[Your objective]
Copy out the rows word for word, starting at the line that contains "Task: Could you" and ending at the line that contains "Target: tree trunk", with both of those lines included.

[Source data]
--- Begin ---

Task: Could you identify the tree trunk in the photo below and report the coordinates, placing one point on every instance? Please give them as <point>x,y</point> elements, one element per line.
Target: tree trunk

--- End ---
--- Begin ---

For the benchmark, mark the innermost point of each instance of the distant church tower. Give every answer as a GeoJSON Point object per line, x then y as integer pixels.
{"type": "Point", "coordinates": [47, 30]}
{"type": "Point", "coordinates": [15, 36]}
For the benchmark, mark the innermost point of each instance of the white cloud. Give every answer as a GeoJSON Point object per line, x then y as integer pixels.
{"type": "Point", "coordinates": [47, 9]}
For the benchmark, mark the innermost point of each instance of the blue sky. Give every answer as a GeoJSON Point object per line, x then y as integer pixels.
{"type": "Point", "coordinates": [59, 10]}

--- End ---

[Solution]
Task: Could you identify the tree trunk in the photo below and report the coordinates, placing one point on every instance? Please give them as <point>x,y</point> elements, one element per line.
Target: tree trunk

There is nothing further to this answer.